Extract each line of the records below that contains the word "hair", treating uppercase and lowercase as different.
— START OF MATERIAL FOR THIS EXERCISE —
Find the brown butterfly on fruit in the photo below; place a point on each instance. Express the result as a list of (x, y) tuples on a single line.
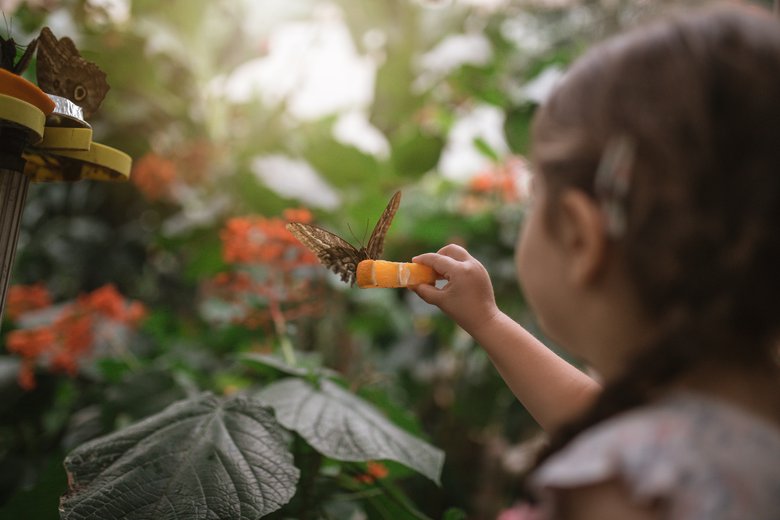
[(337, 254), (62, 71)]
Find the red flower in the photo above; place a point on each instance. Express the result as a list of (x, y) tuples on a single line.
[(30, 343), (70, 337)]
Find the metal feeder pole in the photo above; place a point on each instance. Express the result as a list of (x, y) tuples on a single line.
[(13, 193)]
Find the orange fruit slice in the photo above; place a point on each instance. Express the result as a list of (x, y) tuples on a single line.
[(381, 273)]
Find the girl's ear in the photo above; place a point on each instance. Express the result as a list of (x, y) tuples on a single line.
[(582, 231)]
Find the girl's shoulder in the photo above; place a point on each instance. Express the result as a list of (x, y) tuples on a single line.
[(703, 457)]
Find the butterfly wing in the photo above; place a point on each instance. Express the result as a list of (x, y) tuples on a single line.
[(334, 252), (376, 242), (62, 71)]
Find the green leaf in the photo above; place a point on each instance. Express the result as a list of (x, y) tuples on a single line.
[(344, 427), (485, 149), (517, 127), (201, 458)]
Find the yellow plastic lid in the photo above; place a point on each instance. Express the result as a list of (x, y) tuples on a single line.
[(61, 138), (14, 111), (100, 163)]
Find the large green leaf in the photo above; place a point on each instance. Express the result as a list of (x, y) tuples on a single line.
[(342, 426), (202, 458)]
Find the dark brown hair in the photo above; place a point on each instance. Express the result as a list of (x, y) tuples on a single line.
[(699, 95)]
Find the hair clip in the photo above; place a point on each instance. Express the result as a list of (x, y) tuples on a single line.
[(613, 180)]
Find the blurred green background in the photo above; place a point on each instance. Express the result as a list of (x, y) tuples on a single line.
[(235, 111)]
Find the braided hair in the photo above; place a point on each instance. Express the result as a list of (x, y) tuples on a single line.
[(699, 95)]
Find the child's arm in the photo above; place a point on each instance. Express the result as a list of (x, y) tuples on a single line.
[(551, 389)]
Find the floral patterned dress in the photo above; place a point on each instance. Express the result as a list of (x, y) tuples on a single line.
[(703, 458)]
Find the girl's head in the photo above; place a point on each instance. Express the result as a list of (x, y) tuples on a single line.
[(698, 97)]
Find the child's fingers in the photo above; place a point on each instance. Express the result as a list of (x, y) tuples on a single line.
[(443, 265), (455, 251), (428, 293)]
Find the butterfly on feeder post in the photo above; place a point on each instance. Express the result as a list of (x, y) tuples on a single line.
[(62, 71), (337, 254)]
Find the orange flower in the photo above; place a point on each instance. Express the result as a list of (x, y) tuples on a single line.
[(25, 298), (30, 343), (261, 240), (61, 345), (154, 176), (75, 332), (508, 179), (374, 471), (110, 302)]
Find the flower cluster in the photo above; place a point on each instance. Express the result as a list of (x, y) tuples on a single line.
[(63, 342), (509, 180), (267, 283), (261, 240)]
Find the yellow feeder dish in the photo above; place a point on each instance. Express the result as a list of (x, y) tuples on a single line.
[(22, 115), (64, 138), (100, 163)]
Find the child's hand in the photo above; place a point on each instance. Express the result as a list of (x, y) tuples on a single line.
[(468, 296)]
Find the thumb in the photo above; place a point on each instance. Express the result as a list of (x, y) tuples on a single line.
[(428, 293)]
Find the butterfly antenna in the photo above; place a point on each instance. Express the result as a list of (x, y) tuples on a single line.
[(354, 236)]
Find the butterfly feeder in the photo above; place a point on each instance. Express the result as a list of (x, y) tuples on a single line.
[(44, 135)]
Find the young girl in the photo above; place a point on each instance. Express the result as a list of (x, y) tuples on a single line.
[(652, 253)]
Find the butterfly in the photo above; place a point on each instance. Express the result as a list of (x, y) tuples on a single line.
[(63, 72), (8, 55), (337, 254)]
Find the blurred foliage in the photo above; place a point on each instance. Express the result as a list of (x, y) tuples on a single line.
[(202, 158)]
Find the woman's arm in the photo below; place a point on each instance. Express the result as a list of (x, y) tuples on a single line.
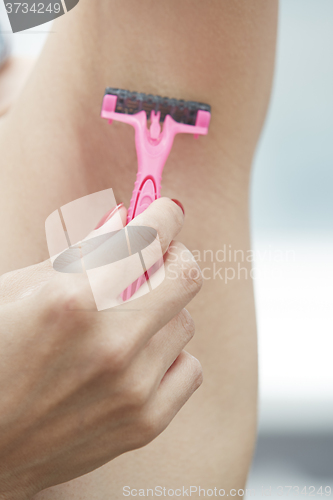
— END OF MATERIAL FOR THIS EXERCISE —
**RESPONSE TO THE EXERCISE**:
Find the dark brown hair in the photo above; place a point on each instance. Express the result as a list of (x, y) tuples on a single line.
Find the hair clip in the photo above; place a point on each instance. Express the result as a list of (x, y) tuples on a single line.
Find the braided hair in the photo above; place a point on each instance. Express the result as a list of (x, y) tuples on a single line.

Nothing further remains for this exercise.